**TEXT EXCERPT:**
Give friends the benefit of the doubt. Back when my ex and I were breaking up, one friend was going through a divorce, two were moving, two others were in the midst of break-ups, yet another was in that murky post-grad school “What do I do next?” area, and another was trying to manage two young kids while her partner worked 80 plus hour weeks. Needless to say, no one showed up on my doorstep with a fruit basket. Though part of me-the red-faced, tantrum-throwing part who never stopped wearing footie pajamas-sulked. The rest of me-I picture that part looking like across between Joan Jett and Anthony Hopkins-realized that my friends had their own lives. Even so, most did their best to provide emotional support. And those who didn’t? There’ll be other chances. No matter what my sulky three-year-old self wants to believe.

Set boundaries. In the past, if a “Call me, I’m freaking out because Whole Foods ran out of soy seasonal eggnog” text pinged on my phone, I felt compelled to spring immediately into action. But just as I’m learning to accept the fact that my friends can’t always take care of me, I’m realizing I can’t always rescue them. Here’s what I do now: I ask myself what I’m comfortable providing and then I offer it. Sometimes that’s just an expression of sympathy: “I know just how you feel. I still can’t talk about the time they discontinued my favorite soy yogurt flavor,” sometimes it’s an offer to help, “My co-worker just bragged about having a whole case of eggnog. You bring the lock pick, I’ll drive the getaway car.” Either way, I make sure to check in with myself about how willing I am to go to prison over a non-dairy beverage.

Know that it’s rarely about me. Crazy, right? But really. My girlfriend doesn’t text me back? Likely her phone died. That demented woman screams at me on the subway? Maybe five minutes ago she found out her car was being repossessed. Some guy punches me while I’m in line to see New Direction? That one’s probably deserved. But other than that, why assume someone is reacting to you? To paraphrase Walt Whitman, “We’re vast. We contain multitudes. I like having sex with burly dock workers.” What I mean is, we all have whole worlds inside of us. Half the time we’re responding to something internal. Before you take offense, check in. But not with subway lady. Better to let that one go.

**WORK ITEM A:**
In the friendship essay, swap "subway" for "train" in the stretch starting at "Know that it’s" and ending at "that one go.", and write that stretch out.
**WORK ITEM B:**
Carry the friendship essay on from its last sentence.
The data has no connection to the friendship essay.

**PROVIDED MATERIAL:**

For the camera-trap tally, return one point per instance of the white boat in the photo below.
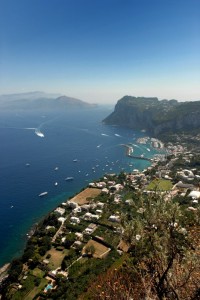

**ANSWER SECTION A:**
Know that it’s rarely about me. Crazy, right? But really. My girlfriend doesn’t text me back? Likely her phone died. That demented woman screams at me on the train? Maybe five minutes ago she found out her car was being repossessed. Some guy punches me while I’m in line to see New Direction? That one’s probably deserved. But other than that, why assume someone is reacting to you? To paraphrase Walt Whitman, “We’re vast. We contain multitudes. I like having sex with burly dock workers.” What I mean is, we all have whole worlds inside of us. Half the time we’re responding to something internal. Before you take offense, check in. But not with train lady. Better to let that one go.

**ANSWER SECTION B:**
Practice tolerating discomfort. Somehow for me, each moment extends endlessly in every direction like a vast ocean, and I’m in this shabby rowboat in the very center. But at least I’m not dramatic about it. When you experience your emotional reality as infinite and unfathomable, you’re apt to be pretty intolerant of negative feelings. For years I ran from them, but like so many things in my life, that’s begun to change. Now when I feel disappointed, for example, and my brain spins out a story about how this is the first of numberless disappointments, a harbinger of a future devoid of hope, I actually say to myself, “Hey, you didn’t get what you wanted. And that feels bad. It’s OK to feel it.” This works surprisingly well. Especially when I want a seat to myself on the bus.

Trust my intuition. A few months before my ex and I broke up, I found a word doc in a folder on my desktop In it, I’d listed each issue which over time, combined to weaken and ultimately destroy our relationship. I’d created the file after a month of dating. In other words, I knew going in the sort of problems we’d face, but I overrode my qualms. It’s not that I regret spending six years with my ex-I learned invaluable lessons (many having to do with car maintenance), however; if I hadn’t overridden my gut instincts, I might have learned what I needed to more quickly. Plus I don’t even own a car.

Don’t fear the future. Or the Reaper. Or the Blue Oyster Cult. But really. I read a quote recently that said, “Worrying is like praying for what you don’t want.” If that’s true, I thought, I’ve spent the last two decades in prayer. Pretty odd behavior for an agnostic. Well, going forward, I’ll try to focus on the present. I’ve got better things to do than worry. You know, like put the wolverine on Ebay.